Vorliegender Text>
Die Ausstellung "Geraubte Mitte" im Berliner Ephraimpalais lud zu einem Gang durch Berlin ein, schilderte das Schicksal verfolgter und ermordeter Juden und zeigte, was aus ihrem Besitz wurde.





Das Spiegeldenkmal sowie Inschriften auf den Stufen des U-Bahnhofs Hausvogteiplatz erinnern daran, dass hier Berlins Textilindustrie blühte. Die Nazis haben die jüdischen Betriebe rücksichtslos und oft mit tödlichen Folgen "arisiert".



Die Tafel berichtet, was mit der jüdischen Familie Fabisch und ihrem Kaufhaus am Rosenthaler Platz in Berlins Mitte von den Nationalsozialisten angetan wurde. (Fotos/Repro: Caspar)

Eine Ausstellung der Stiftung Stadtmuseum Berlin im Ephraimpalais dokumentierte vor einigen Jahren unter dem Titel "Geraubte Mitte - Die ,Arisierung' des jüdischen Grundeigentums im Berliner Stadtkern 1933-1945" die Verfolgung, Enterechtung, Enteignung und Ermordung Berliner Juden während der Zeit des Nationalsozialismus und blickte auch ins Mittelalter zurück. Als Hitler 1933 an die Macht kam, brachen für die im Deutschen Reich lebenden Juden schlimme, bald auch tödliche Zeiten heran. Wer noch konnte, floh unter Zurücklassung seines Eigentums ins Ausland. Viele von massiver Hetze und Ausgrenzung betroffene Menschen aber warteten ab in der Hoffnung, dass alles doch nicht so "schlimm" wird, schließlich lebe man in einem zivilisierten Land. Die Ausstellung im Ephraimpalais schilderte, dass alles noch viel schlimmer kam am Schicksal von jüdischen Familien und einzelnen Personen, deren Eigentum, Geschäfte, Häuser und weiterer Besitz und vielfach auch Freiheit und Leben mit Hilfe rassistischer Gesetzen und Verordnungen Zug um Zug geraubt wurde.

Ziel der Aufgabe>
Führen Sie den Text über die Ausstellung „Geraubte Mitte“ im Ephraimpalais im Anschluss an seinen letzten Satz weiter.

Bereitgestellte Auflistung>
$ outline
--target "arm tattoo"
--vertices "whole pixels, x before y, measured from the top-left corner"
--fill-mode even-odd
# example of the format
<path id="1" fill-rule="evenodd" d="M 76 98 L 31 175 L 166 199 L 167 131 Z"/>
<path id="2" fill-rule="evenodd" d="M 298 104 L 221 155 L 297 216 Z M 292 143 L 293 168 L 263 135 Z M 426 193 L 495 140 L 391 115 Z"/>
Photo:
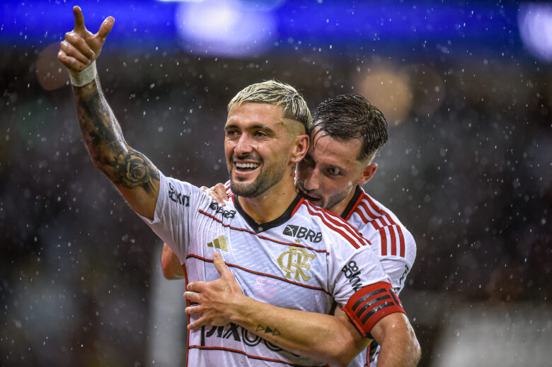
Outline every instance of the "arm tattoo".
<path id="1" fill-rule="evenodd" d="M 282 335 L 282 333 L 280 332 L 280 330 L 276 329 L 275 327 L 270 327 L 268 325 L 263 326 L 260 324 L 257 325 L 257 332 L 259 334 L 272 334 L 275 337 L 277 337 L 278 335 Z"/>
<path id="2" fill-rule="evenodd" d="M 159 180 L 157 168 L 127 144 L 98 80 L 74 90 L 83 137 L 96 167 L 121 188 L 139 187 L 154 194 L 153 182 Z"/>

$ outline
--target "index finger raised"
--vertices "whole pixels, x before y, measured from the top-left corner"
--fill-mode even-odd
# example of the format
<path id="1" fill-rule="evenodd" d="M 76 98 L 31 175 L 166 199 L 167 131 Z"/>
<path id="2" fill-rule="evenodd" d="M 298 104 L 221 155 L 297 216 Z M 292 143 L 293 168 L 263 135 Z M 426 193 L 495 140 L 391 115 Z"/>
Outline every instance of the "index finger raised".
<path id="1" fill-rule="evenodd" d="M 73 14 L 75 16 L 75 30 L 84 30 L 86 28 L 84 25 L 84 16 L 82 15 L 82 11 L 79 6 L 73 6 Z"/>

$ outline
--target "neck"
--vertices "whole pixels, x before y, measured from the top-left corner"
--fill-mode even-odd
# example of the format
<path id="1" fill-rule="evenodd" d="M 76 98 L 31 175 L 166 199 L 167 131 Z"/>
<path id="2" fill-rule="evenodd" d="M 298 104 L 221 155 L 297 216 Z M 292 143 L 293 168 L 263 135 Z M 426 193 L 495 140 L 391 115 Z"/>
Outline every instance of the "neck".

Ergebnis der Aufgabe>
Wer durch die Ausstellung ging, glaubte, wie in den 1930-er Jahren durch die Berliner Altstadt zu laufen. In den Räumen standen weiß gestrichne Schreibtische mit Büroutensilien darauf. Sie symbolisierten das verhängnisvolle Wirken von regimehörigen, skrupellosen Schreibtischtätern, die nach dem Ende des NS-Staates behaupteten, bei ihren Raubzügen nur nach Recht und Gesetz gehandelt zu haben. Den wenigsten ist je etwas geschehen, hingegen kämpfen die Überlebenden des Holocaust und ihre Nachkommen bis heute um ihr Eigentum. Die Dokumentation im Ephraimpalais rief ins Gedächtnis, dass Berliner Juden seit dem Mittelalter an Leib und Leben bedroht waren und in regelmäßigen Abständen ausgewiesen wurden.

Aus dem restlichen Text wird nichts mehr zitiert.